Give back each entry word for word, but drop the images.

*** Opening of SUPPLIED MATERIAL ***

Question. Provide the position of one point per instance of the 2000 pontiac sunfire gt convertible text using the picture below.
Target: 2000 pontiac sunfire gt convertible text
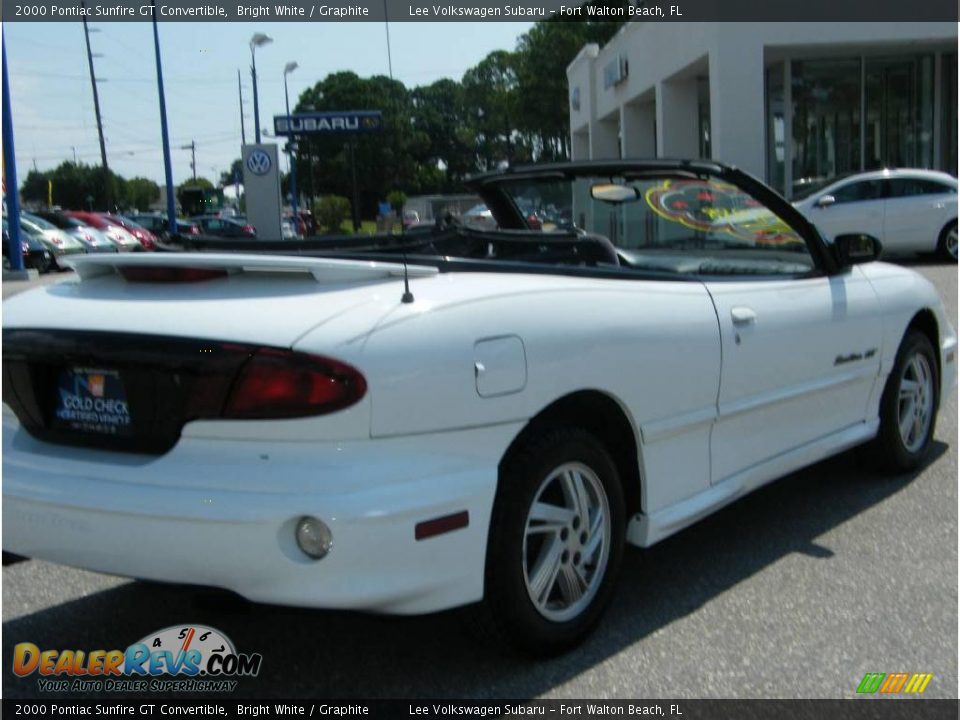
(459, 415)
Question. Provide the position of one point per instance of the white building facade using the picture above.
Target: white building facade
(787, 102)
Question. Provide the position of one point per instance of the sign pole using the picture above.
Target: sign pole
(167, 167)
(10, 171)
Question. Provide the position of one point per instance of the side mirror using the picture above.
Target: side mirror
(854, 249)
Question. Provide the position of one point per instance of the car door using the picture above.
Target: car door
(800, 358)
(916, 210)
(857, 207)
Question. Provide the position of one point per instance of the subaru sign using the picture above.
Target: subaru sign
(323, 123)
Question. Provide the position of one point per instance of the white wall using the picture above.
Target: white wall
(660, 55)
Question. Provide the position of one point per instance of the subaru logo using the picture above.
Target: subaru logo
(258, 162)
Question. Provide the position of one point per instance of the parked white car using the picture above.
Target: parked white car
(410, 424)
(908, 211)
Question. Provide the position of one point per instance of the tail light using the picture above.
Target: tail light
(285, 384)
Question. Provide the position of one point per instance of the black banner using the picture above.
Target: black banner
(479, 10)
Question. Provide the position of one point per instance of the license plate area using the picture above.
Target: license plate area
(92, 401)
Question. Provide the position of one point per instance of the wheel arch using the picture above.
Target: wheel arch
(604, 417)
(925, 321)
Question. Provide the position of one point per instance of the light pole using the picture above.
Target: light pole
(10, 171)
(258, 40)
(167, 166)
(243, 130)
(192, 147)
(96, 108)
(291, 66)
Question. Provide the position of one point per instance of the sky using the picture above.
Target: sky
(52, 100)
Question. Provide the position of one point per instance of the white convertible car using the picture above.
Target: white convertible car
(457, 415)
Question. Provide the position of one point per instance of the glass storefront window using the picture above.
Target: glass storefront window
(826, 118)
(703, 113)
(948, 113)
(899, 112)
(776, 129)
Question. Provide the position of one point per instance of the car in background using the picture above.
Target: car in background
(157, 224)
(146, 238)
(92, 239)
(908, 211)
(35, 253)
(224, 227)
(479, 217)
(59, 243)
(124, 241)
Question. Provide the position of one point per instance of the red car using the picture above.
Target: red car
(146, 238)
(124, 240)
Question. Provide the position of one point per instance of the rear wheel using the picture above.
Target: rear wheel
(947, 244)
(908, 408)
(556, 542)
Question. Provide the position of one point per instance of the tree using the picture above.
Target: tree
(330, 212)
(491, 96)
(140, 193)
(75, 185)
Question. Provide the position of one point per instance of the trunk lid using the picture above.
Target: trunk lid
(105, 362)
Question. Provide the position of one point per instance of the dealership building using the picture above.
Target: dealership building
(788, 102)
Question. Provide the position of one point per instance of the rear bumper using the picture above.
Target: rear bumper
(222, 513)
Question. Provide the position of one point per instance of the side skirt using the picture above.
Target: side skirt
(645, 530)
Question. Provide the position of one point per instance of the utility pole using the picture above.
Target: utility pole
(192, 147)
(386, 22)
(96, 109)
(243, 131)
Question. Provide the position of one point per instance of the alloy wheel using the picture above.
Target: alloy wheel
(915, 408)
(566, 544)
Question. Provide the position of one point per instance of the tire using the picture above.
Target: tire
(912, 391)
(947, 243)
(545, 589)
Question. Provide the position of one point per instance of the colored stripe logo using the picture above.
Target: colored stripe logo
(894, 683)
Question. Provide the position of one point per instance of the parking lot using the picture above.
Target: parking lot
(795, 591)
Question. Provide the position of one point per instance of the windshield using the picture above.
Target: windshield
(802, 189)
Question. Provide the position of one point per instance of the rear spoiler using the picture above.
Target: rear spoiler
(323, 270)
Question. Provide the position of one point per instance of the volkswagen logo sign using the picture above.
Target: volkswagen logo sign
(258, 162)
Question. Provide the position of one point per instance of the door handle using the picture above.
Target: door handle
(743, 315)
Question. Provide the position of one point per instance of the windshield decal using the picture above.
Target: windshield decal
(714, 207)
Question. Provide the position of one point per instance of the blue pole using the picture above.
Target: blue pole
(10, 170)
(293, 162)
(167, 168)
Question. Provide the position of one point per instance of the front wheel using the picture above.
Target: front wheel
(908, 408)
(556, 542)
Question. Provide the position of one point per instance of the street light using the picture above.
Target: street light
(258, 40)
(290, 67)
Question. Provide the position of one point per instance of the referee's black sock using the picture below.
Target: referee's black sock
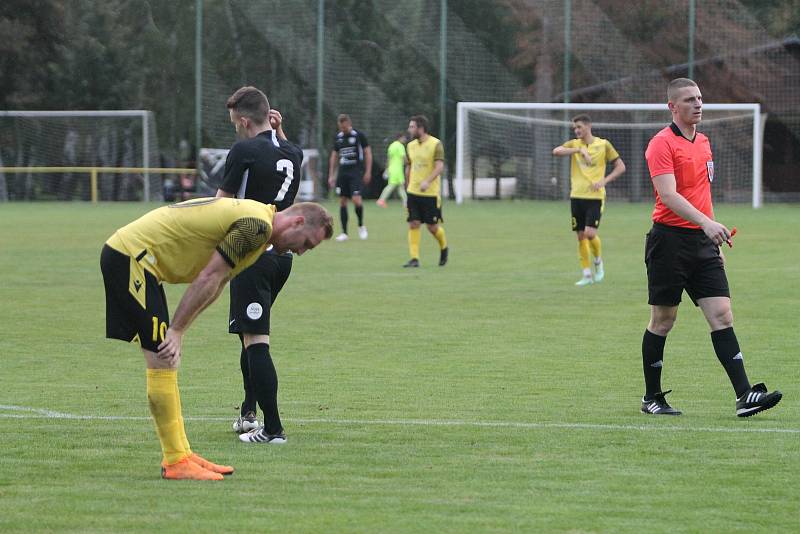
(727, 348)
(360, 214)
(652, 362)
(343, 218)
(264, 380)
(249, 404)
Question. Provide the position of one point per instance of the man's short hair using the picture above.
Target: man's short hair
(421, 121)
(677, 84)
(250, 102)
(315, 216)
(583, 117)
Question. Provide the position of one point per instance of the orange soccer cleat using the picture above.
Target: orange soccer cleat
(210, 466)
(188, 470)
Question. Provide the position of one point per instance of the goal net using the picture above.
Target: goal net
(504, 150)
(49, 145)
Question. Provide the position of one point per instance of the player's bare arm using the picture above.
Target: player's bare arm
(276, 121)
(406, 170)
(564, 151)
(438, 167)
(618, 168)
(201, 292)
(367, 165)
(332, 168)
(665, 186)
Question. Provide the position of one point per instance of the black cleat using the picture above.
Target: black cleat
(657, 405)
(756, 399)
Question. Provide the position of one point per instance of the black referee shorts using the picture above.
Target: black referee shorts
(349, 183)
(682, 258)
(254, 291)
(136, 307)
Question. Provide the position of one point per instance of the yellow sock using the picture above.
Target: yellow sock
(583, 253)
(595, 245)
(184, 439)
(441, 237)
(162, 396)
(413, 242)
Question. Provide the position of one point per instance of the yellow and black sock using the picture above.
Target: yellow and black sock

*** Close of SUPPLIED MATERIAL ***

- ANSWER BOX
Question. Provide the position of one point per instance of the 2000 pontiac sunfire gt convertible text using the picture below.
Target: 2000 pontiac sunfire gt convertible text
(459, 415)
Question. Provide the position of one point per instance of the white building facade using the picture above.
Target: white building facade
(787, 102)
Question. Provide the position of one point per instance of the sign pole using the picture above.
Target: sign pole
(167, 167)
(10, 171)
Question. Provide the position of one point per instance of the side mirror using the picture above.
Target: side mirror
(854, 249)
Question. Provide the position of one point per instance of the car door using the picture above.
Target: car door
(800, 358)
(916, 210)
(857, 207)
Question. Provide the position of one point per instance of the subaru sign using the picture above.
Target: subaru sign
(323, 123)
Question. Provide the position of one point per instance of the white wall using the picture above.
Target: white wall
(660, 55)
Question. Provide the position of one point per instance of the subaru logo using the picture above.
Target: subaru logo
(258, 162)
Question. Provide the position of one point per instance of the parked white car using the picture above.
Target: parked white car
(410, 424)
(908, 211)
Question. Provide the position of one point per instance of the tail light using the picture above.
Target: tail light
(285, 384)
Question. Provide the position of one point per instance of the black banner using the picture above.
Target: black banner
(479, 10)
Question. Provide the position of one point per instance of the license plate area using the picture above.
Target: license plate area
(92, 401)
Question. Provide the position of one point per instance of the wheel arch using the picture above.
Target: wheel arch
(604, 417)
(925, 321)
Question. Provide the position of one point per instance of the light pole using the picture above.
Target: light pole
(10, 171)
(258, 40)
(167, 166)
(243, 130)
(192, 147)
(96, 108)
(291, 66)
Question. Provide the position of one point per instance of the sky using the picture above.
Target: sky
(52, 100)
Question. Provide the position of one point per instance of the white convertible car using the picture above.
Target: white convertible car
(457, 415)
Question. Provide the position of one point per instance of the glass storefront window using the picture above.
Target: glass storefront window
(826, 118)
(703, 113)
(948, 113)
(899, 112)
(776, 129)
Question. Provide the position of one point per instance of the car in background using the picture above.
Target: car in background
(157, 224)
(146, 238)
(92, 239)
(908, 211)
(35, 253)
(224, 227)
(479, 217)
(59, 243)
(124, 241)
Question. Provide the position of one point per instance of the red car using the picture above.
Target: red car
(146, 238)
(124, 240)
Question. Provide the position of one point per instance of the rear wheel using the picture above.
Target: rear wheel
(947, 244)
(908, 408)
(556, 542)
Question. Provide the position of one point per instance of the tree using the picture above.
Target: tree
(330, 212)
(491, 96)
(140, 193)
(75, 185)
Question. Provide the position of one point per instance of the trunk lid using the picture above.
Target: trunk lid
(105, 362)
Question. Provide the position of one point per instance of the dealership building using the picture above.
Target: dealership building
(788, 102)
Question. Provide the position of one point per instance of the rear bumper using the picture above.
Target: rear bumper
(222, 513)
Question. Provide the position of one point per instance of the side skirt using the picture above.
Target: side skirt
(645, 530)
Question. Provide the position of one point per instance of the utility pole using the picture above.
Target: utility pole
(192, 147)
(386, 22)
(96, 109)
(243, 131)
Question. Provide the position of one point per instance of the alloy wheel using the picture above.
Target: alloy wheel
(915, 408)
(566, 544)
Question. Provide the position of one point per instance of the tire using the picture above.
Target: tire
(912, 391)
(947, 243)
(545, 589)
Question. Provide the position of one point per instance of the colored stripe logo using the picture above.
Target: colored stripe logo
(894, 683)
Question. Provide the position of one point per instance of the parking lot using the picture above.
Target: parking lot
(795, 591)
Question. Provide the position of one point per instance of the windshield using the picture above.
Target: windshield
(802, 189)
Question. Provide the position of one point per instance of the rear spoiler using the picture above.
Target: rear spoiler
(323, 270)
Question. Provide the position of one point per instance of the volkswagen logo sign using the picture above.
Target: volkswagen logo sign
(258, 162)
Question. Provide the position of one point per instance of the door handle using the picture above.
Target: door handle
(743, 315)
Question. Provide the position of one point per instance of the windshield decal using the picture above.
Target: windshield decal
(714, 207)
Question. Provide the position of one point per instance of the blue pole using the picture above.
Target: blue pole
(10, 170)
(293, 162)
(167, 168)
Question. Provide the position of one point per instance of the front wheel using the picture above.
Target: front wheel
(908, 408)
(556, 542)
Question. Provide the position of one point per instance of the street light using the picture above.
Target: street light
(258, 40)
(290, 67)
Question. Provide the position of one point per instance of the referee's black sock using the picture below.
Target: referee's black sock
(727, 348)
(360, 214)
(652, 362)
(343, 218)
(264, 380)
(249, 404)
Question. Provide the position of one point per instance of the man's short hair using the picture above.
Target: man's short hair
(421, 121)
(677, 84)
(250, 102)
(315, 216)
(583, 117)
Question. Provide the position of one point per instance of the orange soccer cleat using the picture above.
Target: orange soccer cleat
(210, 466)
(188, 470)
Question. Provide the position of one point per instance of the goal net using the picture above.
Target: goal net
(504, 150)
(49, 145)
Question. Provide the position of one point per instance of the player's bare arm using the picture above.
Target: player's bare arm
(276, 121)
(406, 170)
(564, 151)
(438, 167)
(618, 168)
(201, 292)
(367, 165)
(332, 168)
(665, 186)
Question. Provide the position of one point per instance of the black cleat using the picture above.
Target: black cleat
(657, 405)
(756, 399)
Question. Provide the position of one point per instance of the black referee shorts using the picture above.
Target: black referee shorts
(349, 183)
(682, 258)
(254, 291)
(136, 307)
Question. Provide the position of one point per instance of the yellow sock using the picture above.
Target: yellow sock
(583, 253)
(595, 245)
(184, 439)
(441, 237)
(162, 396)
(413, 242)
Question. Provide the position of one point per instance of the yellow and black sock using the picture above.
Target: yellow and black sock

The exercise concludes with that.